==== Data provided ====
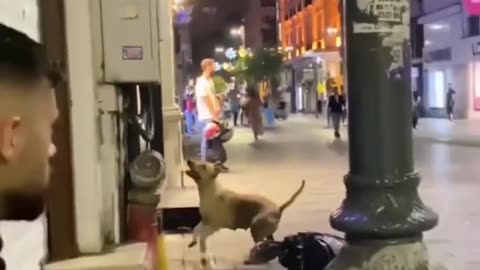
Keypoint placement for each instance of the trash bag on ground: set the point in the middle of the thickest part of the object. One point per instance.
(302, 251)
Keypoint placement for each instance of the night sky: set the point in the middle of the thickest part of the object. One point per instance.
(209, 28)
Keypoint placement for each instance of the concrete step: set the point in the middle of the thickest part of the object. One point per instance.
(127, 257)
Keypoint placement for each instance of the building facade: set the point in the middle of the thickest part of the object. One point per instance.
(261, 24)
(450, 58)
(310, 33)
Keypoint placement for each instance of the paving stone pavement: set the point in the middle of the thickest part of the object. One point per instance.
(301, 148)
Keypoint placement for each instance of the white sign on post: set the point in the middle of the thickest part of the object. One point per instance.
(388, 10)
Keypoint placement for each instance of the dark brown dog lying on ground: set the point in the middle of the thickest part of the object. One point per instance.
(221, 208)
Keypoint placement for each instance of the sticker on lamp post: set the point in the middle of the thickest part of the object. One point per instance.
(472, 7)
(132, 53)
(389, 21)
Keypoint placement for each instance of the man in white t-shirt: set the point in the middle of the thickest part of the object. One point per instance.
(208, 108)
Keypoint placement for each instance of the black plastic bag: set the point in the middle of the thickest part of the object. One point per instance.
(309, 251)
(302, 251)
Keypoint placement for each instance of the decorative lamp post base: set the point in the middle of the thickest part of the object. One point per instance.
(384, 256)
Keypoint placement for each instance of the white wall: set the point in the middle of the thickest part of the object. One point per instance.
(21, 15)
(443, 33)
(23, 238)
(435, 5)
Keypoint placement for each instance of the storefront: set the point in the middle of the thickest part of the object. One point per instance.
(25, 242)
(467, 54)
(442, 32)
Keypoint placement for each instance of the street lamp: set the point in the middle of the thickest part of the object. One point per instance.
(382, 216)
(238, 32)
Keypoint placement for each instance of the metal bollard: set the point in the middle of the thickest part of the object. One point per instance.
(147, 173)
====
• Work to be completed
Rewrite all the records with "thickest part" changed to "widest part" wherever it occurs and everything else left as it is. Leave the pictures out.

• Result below
Keypoint placement for each instance of the trash bag on ground: set the point in the middle of the widest part of the object. One point per instance.
(302, 251)
Keypoint placement for each instance of the night sky: set the point in the middle of the widest part of the object. One point per instance.
(209, 28)
Keypoint placement for each instance of the concrete step: set the point in the middle of the widest part of the object. One point per instance.
(127, 257)
Keypoint placement for each instance of the building facade: set the point in the middle of the widest part of the object. One point per instance.
(261, 24)
(450, 58)
(310, 33)
Keypoint placement for each instance of the paving stone pavement: set the point in the middle of the widest part of the object. One point per instance.
(301, 148)
Keypoint placement for each instance of the white sign on post: set the point in the middle of the widest part of the object. One point per instance.
(388, 10)
Keypoint placement for each instance of the dark brown dog lying on ground: set the point in the middle of the widest part of the object. One point per instance.
(221, 208)
Keypoint placement for each instance of the sticker on lamp post: set the point in the middle of the widest part of the object. One point per instance.
(472, 7)
(132, 53)
(389, 21)
Keypoint placement for each instance of the man in white t-shirt: set the point in the middle of the widest part of the object. One point per instance.
(208, 108)
Keypoint placement for each instance of the black plastic bag: set the point in the middle of the widest part of the object. One point per instance.
(309, 251)
(302, 251)
Keypoint placement for each instance of the decorative lamp post base: set the point in the middle of the widest part of the object. One point per instance.
(384, 256)
Keypoint placement for each instance of the white wall: set the point in the middle of the widest part of the object. One point per instance.
(21, 15)
(443, 33)
(23, 238)
(435, 5)
Keypoint placement for each instance of the storefront: set the point in the middle of the widest part of the object. One point per instance.
(25, 242)
(467, 54)
(442, 32)
Keypoint placement for each instance of the street lamp: set the point in the middle of the widest part of the object. One point per instance.
(382, 216)
(238, 32)
Keypoint placement for each instance of the metal bollard: set the point in the middle of the widest part of the object. One point per instance.
(147, 173)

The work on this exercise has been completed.